WHAT IS REQUIRED
The exercise asks for every line of the data to be reproduced exactly.

[[ PROVIDED INFORMATION open ]]

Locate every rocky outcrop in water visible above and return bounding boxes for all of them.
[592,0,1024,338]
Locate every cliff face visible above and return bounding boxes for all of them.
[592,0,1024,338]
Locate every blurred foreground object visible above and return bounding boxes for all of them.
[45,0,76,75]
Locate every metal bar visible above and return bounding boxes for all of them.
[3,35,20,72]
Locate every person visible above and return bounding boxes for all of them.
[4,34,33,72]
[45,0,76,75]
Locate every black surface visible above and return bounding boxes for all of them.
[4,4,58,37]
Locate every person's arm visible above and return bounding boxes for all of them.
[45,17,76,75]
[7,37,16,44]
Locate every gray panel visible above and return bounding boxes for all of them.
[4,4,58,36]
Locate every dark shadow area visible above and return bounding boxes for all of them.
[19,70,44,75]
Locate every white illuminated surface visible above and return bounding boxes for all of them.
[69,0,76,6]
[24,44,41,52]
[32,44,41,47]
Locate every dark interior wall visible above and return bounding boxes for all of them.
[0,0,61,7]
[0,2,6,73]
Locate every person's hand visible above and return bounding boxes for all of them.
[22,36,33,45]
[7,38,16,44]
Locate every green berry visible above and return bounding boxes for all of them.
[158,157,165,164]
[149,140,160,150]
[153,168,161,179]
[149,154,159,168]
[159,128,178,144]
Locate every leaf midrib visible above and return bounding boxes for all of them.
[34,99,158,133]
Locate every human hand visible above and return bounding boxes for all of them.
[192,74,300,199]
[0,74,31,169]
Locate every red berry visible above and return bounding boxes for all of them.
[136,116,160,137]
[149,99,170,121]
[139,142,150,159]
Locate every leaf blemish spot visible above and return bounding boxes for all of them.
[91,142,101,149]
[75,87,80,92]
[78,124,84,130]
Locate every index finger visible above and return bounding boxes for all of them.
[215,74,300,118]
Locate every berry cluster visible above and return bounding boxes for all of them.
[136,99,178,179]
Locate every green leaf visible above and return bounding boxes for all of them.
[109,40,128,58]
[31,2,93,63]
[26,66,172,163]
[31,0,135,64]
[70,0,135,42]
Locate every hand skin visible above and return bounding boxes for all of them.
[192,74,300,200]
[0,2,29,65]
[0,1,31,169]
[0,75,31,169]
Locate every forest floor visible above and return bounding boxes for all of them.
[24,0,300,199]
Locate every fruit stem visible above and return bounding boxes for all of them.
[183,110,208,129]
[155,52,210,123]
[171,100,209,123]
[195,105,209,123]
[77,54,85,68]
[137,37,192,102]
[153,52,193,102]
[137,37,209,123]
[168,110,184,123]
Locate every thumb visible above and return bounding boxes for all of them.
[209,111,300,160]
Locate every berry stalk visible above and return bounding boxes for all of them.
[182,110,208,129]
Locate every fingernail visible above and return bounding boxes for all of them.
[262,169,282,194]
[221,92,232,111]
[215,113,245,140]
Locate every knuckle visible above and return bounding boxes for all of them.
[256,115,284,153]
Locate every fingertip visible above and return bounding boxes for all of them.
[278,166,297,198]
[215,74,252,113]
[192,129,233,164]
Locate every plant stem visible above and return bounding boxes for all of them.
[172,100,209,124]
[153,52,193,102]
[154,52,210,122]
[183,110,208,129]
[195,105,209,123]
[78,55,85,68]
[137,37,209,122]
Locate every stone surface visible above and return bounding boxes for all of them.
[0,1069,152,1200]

[[ PROVIDED INFORMATION closed ]]

ANSWER TO THE EXERCISE
Locate every rocky outcrop in water visible above and return bounding boxes for all of them.
[592,0,1024,338]
Locate every cliff face visible above and return bounding boxes for all of them.
[592,0,1024,338]
Locate every blurred foreground object visible above and return bounding boxes for all of them.
[45,0,76,75]
Locate every metal bar visible above and return bounding boxes for all of them.
[3,35,20,72]
Locate every person visible above and return bounding boxes for all of them.
[4,34,33,72]
[45,0,76,75]
Locate every black surface visible above and return bounding boxes for all of them.
[4,4,58,37]
Locate every person's arm visible above and return bounding boxes for all of them.
[45,17,76,75]
[7,37,16,44]
Locate every gray panel visible above and return bounding boxes for all of them.
[4,4,58,36]
Locate every dark shadow area visible above and return bounding boxes for all of them.
[19,70,44,75]
Locate every white illuminated surface visible above and return bounding boxes for all of them.
[69,0,76,6]
[24,44,41,52]
[32,44,41,47]
Locate every dark interior wall visible above and return bounding boxes for all of them.
[0,0,61,7]
[0,2,6,73]
Locate every person's hand visible above and return bounding boxes for all of them.
[22,36,33,45]
[7,38,16,44]
Locate every green berry visible above and return bounding boxes for all of them.
[158,157,165,164]
[149,140,160,150]
[153,168,161,179]
[149,154,159,168]
[159,128,178,144]
Locate every leaf midrib visible above and return bounding boxes for all of them.
[34,99,158,133]
Locate every human hand visible above and return bounding boxes for all of them.
[192,74,300,199]
[0,74,31,169]
Locate every red berry visible above and return bounding boxes for all of them.
[136,116,160,137]
[149,99,170,121]
[139,142,150,159]
Locate every leaf blemish spot visible above and return bounding boxes for all of them.
[91,142,101,149]
[75,87,80,92]
[78,124,84,130]
Locate every index finger visible above and return bounding boxes for all of them.
[215,74,300,118]
Locate every berry cluster visible above and return bounding boxes for all of them.
[136,99,178,179]
Locate every green leaf visible above and return bounding boxes for all of them.
[109,40,128,58]
[31,2,93,63]
[26,66,172,163]
[31,0,135,64]
[70,0,135,42]
Locate every hand skin visible above and return bounding boxes for all of them.
[192,74,300,200]
[0,2,29,65]
[0,1,31,169]
[0,75,31,169]
Locate every forest floor visible above and return bounding boxes for all of them.
[24,0,300,199]
Locate every fruit stem visible above and return bounding boxes for all of them.
[183,110,208,129]
[155,52,210,123]
[171,100,209,123]
[195,105,209,123]
[77,54,85,68]
[137,37,192,102]
[153,52,193,102]
[137,37,209,123]
[168,110,184,123]
Locate every thumb visible above and return bounding boxes for all of them.
[209,111,300,160]
Locate every berry stalk visible above and return bounding boxes for all of them.
[182,110,208,129]
Locate every fingernail visible above and return bounding boxes for all of them.
[262,169,282,194]
[221,92,232,111]
[215,113,245,140]
Locate every knuckle visible above and return bounding boxes for all of them.
[256,115,284,153]
Locate every fingertip visible above and return bounding boxes for all of them.
[278,166,297,198]
[215,74,252,113]
[192,129,233,164]
Locate every plant stem visible above and return bounding boxes for all of them.
[172,100,209,124]
[153,52,193,102]
[154,52,210,122]
[183,110,208,129]
[195,105,209,123]
[78,55,85,68]
[137,37,209,122]
Locate every stone surface visible above and return bounding boxes for all of them.
[0,1069,152,1200]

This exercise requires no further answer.